GIVEN INSTRUCTION » Copy out everything from the line containing "bracelet --coords pixels" down to the end of the entries, keeping the request lines. Multiply every coordinate in the answers by 2.05, and round each result to the nearest whole number, with halves rounded up.

(Entries from a dataset)

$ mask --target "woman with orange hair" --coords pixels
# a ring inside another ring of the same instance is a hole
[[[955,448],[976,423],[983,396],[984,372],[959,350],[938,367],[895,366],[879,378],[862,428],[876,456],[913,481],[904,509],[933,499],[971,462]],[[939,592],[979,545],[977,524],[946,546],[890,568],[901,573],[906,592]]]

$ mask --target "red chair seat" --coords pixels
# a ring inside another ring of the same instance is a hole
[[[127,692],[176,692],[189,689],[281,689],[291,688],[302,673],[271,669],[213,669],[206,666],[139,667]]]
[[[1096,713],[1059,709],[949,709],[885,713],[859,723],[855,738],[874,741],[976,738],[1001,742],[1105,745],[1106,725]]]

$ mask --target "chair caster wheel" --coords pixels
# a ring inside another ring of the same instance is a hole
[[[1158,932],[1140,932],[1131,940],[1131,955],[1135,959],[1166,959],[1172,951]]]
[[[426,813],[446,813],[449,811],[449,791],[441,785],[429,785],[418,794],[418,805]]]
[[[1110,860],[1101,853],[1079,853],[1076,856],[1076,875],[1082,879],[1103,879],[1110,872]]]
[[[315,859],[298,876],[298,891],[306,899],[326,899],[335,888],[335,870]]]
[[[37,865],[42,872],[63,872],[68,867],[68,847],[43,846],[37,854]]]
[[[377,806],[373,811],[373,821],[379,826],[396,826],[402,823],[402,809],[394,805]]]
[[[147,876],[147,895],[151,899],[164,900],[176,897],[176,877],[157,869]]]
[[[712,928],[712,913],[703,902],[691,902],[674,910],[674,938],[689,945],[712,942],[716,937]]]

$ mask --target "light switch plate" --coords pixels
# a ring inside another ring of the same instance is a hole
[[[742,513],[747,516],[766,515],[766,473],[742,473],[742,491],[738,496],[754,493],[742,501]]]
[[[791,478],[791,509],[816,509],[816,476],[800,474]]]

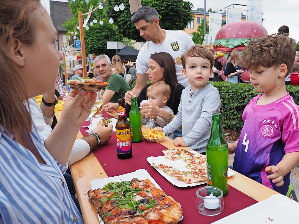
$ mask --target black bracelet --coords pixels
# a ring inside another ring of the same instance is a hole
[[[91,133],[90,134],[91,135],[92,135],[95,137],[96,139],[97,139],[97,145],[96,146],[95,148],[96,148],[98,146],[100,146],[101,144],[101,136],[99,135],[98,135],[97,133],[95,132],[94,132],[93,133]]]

ANSWER TO THE PROBLEM »
$ mask --target black bracelet --coords pixels
# a ring inside another ring of the same instance is a hole
[[[187,273],[185,275],[187,277],[189,277],[195,281],[197,285],[199,285],[199,297],[197,299],[195,303],[197,303],[201,299],[205,299],[207,295],[207,279],[203,277],[201,277],[199,273],[195,271],[193,271],[191,273]]]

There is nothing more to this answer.